_Kutipan Sumber:_

----

Nuzulul Qur'an: Kisah Nabi Muhammad SAW Menyendiri di Gua Hira di Bulan Ramadan

Kamis, 30 Maret 2023 - 18:39 WIB
loading...
Nuzulul Quran: Kisah...
Gua Hira tepat Nabi Muhammad menerima wahyu pertaka kali. Foto/Ilustrasi: al arabiya
A A A
Sebelum menjadi nabi dan rasul , Muhammad gemar menyendiri di Gua Hira pada tiap tahun di bulan Ramadan . Di pengasingan itu beliau melakukan tahannuth yaitu menjauhkan diri dari dosa dan mendekatkan diri kepada Tuhan. Dalam melakukan ibadat selama dalam tahannuth itu adakah beliau menganut sesuatu syariat tertentu?

Dalam hal ini ulama-ulama berlainan pendapat. Dalam Tarikh-nya Ibn Kathir menceritakan sedikit tentang pendapat-pendapat mereka mengenai syariat yang digunakannya melakukan ibadat itu. Ada yang mengatakan menurut syariat Nuh , ada yang mengatakan menurut Ibrahim , yang lain berkata menurut syariat Musa , ada yang mengatakan menurut Isa dan ada pula yang mengatakan, yang lebih dapat dipastikan, bahwa ia menganut sesuatu syariat dan diamalkannya.

----

_Data Tersedia:_

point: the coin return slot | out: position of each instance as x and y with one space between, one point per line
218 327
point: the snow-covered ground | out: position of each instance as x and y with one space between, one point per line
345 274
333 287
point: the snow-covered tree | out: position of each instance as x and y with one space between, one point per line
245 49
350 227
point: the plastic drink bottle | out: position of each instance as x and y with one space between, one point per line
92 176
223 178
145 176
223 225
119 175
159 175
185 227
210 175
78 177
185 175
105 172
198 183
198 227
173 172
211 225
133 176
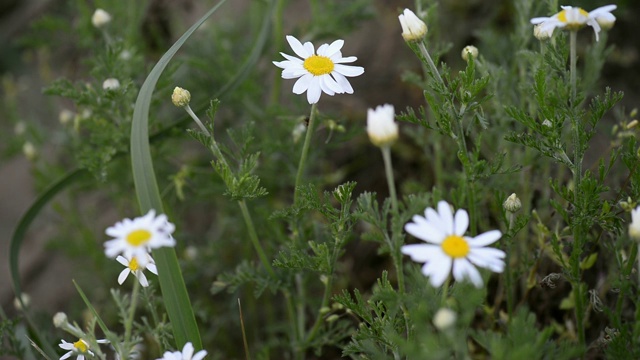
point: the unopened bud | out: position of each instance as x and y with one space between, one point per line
180 97
512 204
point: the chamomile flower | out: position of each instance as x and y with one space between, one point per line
185 354
133 266
134 238
80 348
449 249
318 71
575 18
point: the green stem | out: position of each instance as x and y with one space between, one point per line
128 326
430 62
305 151
253 235
195 118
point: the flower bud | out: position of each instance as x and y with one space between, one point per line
413 29
469 50
180 97
111 84
444 319
60 319
100 18
512 204
381 127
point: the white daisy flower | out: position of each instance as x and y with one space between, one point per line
381 127
185 354
634 227
133 266
449 249
318 71
80 348
134 238
574 18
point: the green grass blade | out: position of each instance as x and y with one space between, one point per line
18 237
174 292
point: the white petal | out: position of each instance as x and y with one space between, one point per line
314 92
122 260
463 269
333 48
484 239
421 252
461 222
302 84
446 217
297 47
123 275
152 268
343 82
348 70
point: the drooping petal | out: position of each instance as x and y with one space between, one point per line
348 70
302 84
461 222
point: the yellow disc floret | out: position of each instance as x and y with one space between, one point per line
318 65
138 237
133 264
455 246
81 346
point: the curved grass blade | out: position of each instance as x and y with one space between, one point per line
16 244
174 292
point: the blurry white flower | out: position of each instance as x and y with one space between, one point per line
449 249
413 29
634 227
469 50
512 204
111 84
132 266
26 300
180 97
444 319
100 18
575 18
134 238
29 151
66 116
80 348
318 71
185 354
381 127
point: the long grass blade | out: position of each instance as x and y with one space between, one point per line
172 285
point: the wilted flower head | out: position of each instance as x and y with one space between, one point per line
413 29
111 84
469 50
444 319
100 18
575 18
448 249
381 127
318 71
180 97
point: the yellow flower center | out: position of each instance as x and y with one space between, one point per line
318 65
138 237
133 264
455 246
81 346
572 24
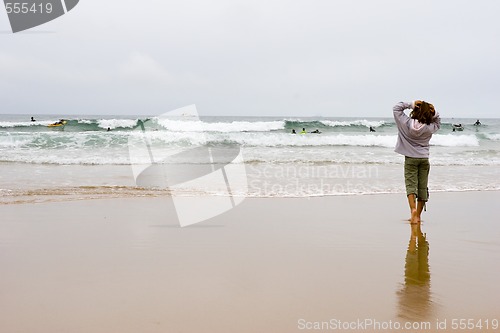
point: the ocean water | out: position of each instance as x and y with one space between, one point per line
90 156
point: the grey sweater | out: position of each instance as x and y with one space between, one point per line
413 136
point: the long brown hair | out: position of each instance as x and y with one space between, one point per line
423 112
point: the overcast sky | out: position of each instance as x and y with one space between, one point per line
275 57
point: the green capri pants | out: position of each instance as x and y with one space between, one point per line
417 177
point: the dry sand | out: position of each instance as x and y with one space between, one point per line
270 265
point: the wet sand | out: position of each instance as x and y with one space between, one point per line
269 265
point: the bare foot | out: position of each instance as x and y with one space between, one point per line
415 219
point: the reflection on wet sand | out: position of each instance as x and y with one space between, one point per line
415 301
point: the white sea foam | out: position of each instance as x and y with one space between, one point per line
360 122
9 124
492 137
117 123
451 140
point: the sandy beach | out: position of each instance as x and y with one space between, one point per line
269 265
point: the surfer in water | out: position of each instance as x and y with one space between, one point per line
414 133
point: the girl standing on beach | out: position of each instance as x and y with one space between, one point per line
414 133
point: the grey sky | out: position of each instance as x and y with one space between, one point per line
276 57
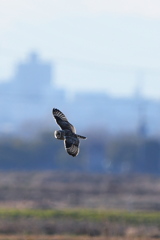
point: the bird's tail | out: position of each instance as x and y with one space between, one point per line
82 137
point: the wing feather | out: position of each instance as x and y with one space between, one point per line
72 146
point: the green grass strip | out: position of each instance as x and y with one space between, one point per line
84 214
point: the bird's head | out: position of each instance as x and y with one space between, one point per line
59 134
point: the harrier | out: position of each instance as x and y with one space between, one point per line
68 133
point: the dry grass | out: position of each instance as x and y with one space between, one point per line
75 190
67 237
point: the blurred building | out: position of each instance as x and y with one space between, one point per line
30 95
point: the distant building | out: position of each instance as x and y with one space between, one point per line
31 94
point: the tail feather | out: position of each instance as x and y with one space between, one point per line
82 137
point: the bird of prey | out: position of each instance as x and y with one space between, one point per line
68 133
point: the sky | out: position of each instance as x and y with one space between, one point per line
110 46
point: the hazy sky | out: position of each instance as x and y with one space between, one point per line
100 45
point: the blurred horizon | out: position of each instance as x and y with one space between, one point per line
98 46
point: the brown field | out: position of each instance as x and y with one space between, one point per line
57 190
74 190
59 237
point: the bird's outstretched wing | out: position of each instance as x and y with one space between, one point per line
62 121
72 146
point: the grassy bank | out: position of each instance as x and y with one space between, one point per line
84 215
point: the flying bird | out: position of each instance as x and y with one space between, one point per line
68 133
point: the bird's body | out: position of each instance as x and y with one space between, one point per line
68 133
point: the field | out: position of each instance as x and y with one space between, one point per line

----

_Daftar Tugas:_
A – Kutip tanpa perubahan bagian teks tentang Nabi Muhammad di Gua Hira, mulai dari "Gua Hira tepat" sampai dengan "sesuatu syariat tertentu?".
B – Tuliskan lanjutan teks tentang Nabi Muhammad di Gua Hira, dimulai setelah kalimat terakhir yang ada.
Catatan tersebut tidak berhubungan dengan teks tentang Nabi Muhammad di Gua Hira.

_Jawaban:_
A –
Gua Hira tepat Nabi Muhammad menerima wahyu pertaka kali. Foto/Ilustrasi: al arabiya
A A A
Sebelum menjadi nabi dan rasul , Muhammad gemar menyendiri di Gua Hira pada tiap tahun di bulan Ramadan . Di pengasingan itu beliau melakukan tahannuth yaitu menjauhkan diri dari dosa dan mendekatkan diri kepada Tuhan. Dalam melakukan ibadat selama dalam tahannuth itu adakah beliau menganut sesuatu syariat tertentu?

B –
Muhammad Husain Haekal dalam bukunya yang diterjemahkan Ali Audah berjudul "Sejarah Hidup Muhammad" (Pustaka Jaya, 1980) menyebut barangkali pendapat yang terakhir ini lebih tepat daripada yang sebelumnya. Ini adalah sesuai dengan dasar renungan dan pemikiran yang menjadi kedambaan Muhammad.



Kendati demikian, Haekal mengatakan bahwa tahannuth biasa dilakukan golongan berpikir di kalangan orang-orang Arab pada zaman itu. Mereka selama beberapa waktu--biasanya di bulan Ramadan-- tiap tahun menjauhkan diri dari keramaian orang.

Mereka berkhalwat dan mendekatkan diri kepada tuhan-tuhan mereka dengan bertapa dan berdoa, mengharapkan diberi rejeki dan pengetahuan. "Pengasingan untuk beribadat semacam ini mereka namakan tahannuf dan tahannuth," ujar Haekal.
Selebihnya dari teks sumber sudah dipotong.